Bug #99388 Mysql Cluster 8 - “Jumpy” Auto Increment Values
Submitted: 28 Apr 2020 12:15 Modified: 28 Apr 2020 19:43
Reporter: Daniel Hope Email Updates:
Status: Not a Bug Impact on me:
None 
Category:MySQL Cluster: Cluster (NDB) storage engine Severity:S1 (Critical)
Version:ndb-8.0.19 OS:Any
Assigned to: MySQL Verification Team CPU Architecture:Any

[28 Apr 2020 12:15] Daniel Hope
Description:
Im using mysql cluster 8 - using PHP to insert data I keep running into a problem where the Ids jump and then "recover" I.E

SELECT `MSU_ID`, `MSU_Date_Created` FROM `Material_Spreadsheet_Upload` ORDER BY `MSU_ID` DESC

603     2020-04-28 10:55:13
602     2020-04-28 10:55:07
601     2020-04-28 10:55:05
600     2020-04-28 10:55:03
599     2020-04-28 10:55:00
598     2020-04-28 10:54:57

SELECT `MSU_ID`, `MSU_Date_Created` FROM `Material_Spreadsheet_Upload` ORDER BY `MSU_Date_Created` DESC 

100 2020-04-28 12:05:28
99  2020-04-28 11:54:49
98  2020-04-28 11:54:47
97  2020-04-28 11:54:45
96  2020-04-28 11:54:39

This is obviously a problem, Im not doing anything in-between inserting the data (I.E messing with auto_increment values) - Im also certian im not inserting these ids anywhere

Sinse the upgrade to mysql 8 my tables all have comments NDB_TABLE=READ_BACKUP=1 they enabled this by default according to the docs in Mysql 8 but im wondering if this is whats causing the issue

After the upgrade I noticed but then I had to write and run a bunch of SQL queries to fix the issue initially - but it keeps happening and im not sure how to prevent it

How to repeat:
No idea
[28 Apr 2020 12:58] Daniel Hope
So it would appear AUTO_INCREMENT values are out of sync between MySQL hosts ?
-*-*-
→ **ACTIVITY**: Can you duplicate the stretch of the bug report from "Sinse the upgrade" through "MySQL hosts ?", word for word? The data that comes next isn't needed.
-*-*-
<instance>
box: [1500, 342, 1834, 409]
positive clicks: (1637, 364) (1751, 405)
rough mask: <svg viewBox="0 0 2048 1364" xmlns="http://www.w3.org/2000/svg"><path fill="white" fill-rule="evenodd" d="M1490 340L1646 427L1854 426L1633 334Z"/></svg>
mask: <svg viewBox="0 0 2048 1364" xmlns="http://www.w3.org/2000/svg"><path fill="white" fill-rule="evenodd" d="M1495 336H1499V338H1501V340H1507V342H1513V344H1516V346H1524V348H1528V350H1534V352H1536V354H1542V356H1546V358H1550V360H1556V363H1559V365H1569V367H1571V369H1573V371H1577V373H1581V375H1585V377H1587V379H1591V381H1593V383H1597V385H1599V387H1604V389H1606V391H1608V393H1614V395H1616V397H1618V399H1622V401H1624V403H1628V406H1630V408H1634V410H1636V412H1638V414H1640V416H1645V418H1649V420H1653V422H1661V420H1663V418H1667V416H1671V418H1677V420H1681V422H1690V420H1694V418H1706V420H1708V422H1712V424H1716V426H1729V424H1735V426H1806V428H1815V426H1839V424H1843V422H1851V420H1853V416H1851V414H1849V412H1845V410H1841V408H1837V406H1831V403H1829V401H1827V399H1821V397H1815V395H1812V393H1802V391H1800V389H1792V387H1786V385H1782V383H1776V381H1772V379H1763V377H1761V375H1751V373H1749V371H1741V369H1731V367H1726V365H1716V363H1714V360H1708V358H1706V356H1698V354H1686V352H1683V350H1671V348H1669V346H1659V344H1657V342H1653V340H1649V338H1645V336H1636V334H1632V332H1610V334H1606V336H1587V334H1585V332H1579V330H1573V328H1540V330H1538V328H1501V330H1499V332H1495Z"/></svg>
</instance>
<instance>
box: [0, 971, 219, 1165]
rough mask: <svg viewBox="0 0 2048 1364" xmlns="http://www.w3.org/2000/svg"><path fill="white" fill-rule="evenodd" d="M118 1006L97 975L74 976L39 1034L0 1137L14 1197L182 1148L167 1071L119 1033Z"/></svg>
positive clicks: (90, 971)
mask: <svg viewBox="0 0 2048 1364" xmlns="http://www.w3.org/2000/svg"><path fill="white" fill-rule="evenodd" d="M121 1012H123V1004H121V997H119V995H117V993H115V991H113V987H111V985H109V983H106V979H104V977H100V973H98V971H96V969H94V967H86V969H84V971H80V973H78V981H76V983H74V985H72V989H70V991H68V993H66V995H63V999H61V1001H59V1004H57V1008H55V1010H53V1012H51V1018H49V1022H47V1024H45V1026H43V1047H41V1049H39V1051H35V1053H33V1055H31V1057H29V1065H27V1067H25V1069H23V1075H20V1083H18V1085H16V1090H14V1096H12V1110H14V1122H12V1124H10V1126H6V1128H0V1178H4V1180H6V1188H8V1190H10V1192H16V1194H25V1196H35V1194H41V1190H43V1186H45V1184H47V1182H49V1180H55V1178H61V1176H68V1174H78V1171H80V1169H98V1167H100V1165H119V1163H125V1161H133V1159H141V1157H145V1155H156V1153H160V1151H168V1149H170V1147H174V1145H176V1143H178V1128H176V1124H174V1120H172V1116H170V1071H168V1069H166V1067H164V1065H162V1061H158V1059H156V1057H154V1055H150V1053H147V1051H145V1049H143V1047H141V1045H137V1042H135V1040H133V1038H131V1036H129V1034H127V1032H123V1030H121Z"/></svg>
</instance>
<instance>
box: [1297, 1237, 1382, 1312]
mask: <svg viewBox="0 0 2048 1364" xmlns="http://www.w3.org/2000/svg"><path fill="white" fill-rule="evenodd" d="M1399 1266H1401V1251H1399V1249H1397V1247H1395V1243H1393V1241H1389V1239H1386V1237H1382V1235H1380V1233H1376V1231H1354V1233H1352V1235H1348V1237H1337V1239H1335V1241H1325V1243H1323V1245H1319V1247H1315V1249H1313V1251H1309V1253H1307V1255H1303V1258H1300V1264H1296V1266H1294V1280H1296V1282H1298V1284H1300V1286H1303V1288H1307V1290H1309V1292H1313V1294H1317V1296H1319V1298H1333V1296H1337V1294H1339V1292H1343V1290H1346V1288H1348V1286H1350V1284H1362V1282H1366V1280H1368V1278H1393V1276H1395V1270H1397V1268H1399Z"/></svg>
-*-*-
→ **TASK SOLUTION**:
Sinse the upgrade to mysql 8 my tables all have comments NDB_TABLE=READ_BACKUP=1 they enabled this by default according to the docs in Mysql 8 but im wondering if this is whats causing the issue

After the upgrade I noticed but then I had to write and run a bunch of SQL queries to fix the issue initially - but it keeps happening and im not sure how to prevent it

How to repeat:
No idea
[28 Apr 2020 12:58] Daniel Hope
So it would appear AUTO_INCREMENT values are out of sync between MySQL hosts ?